··· DATA TO USE ···

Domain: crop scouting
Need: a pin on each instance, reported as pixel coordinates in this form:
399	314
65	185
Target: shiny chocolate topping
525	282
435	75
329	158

···

Turn every line of the records above into a numbered list, skipping any blank lines.

## [TASK ANSWER]
1. Domain: crop scouting
2. Need: a pin on each instance, reported as pixel coordinates in this form:
3. 399	314
4. 65	185
5. Target: shiny chocolate topping
6. 525	282
7. 435	75
8. 329	158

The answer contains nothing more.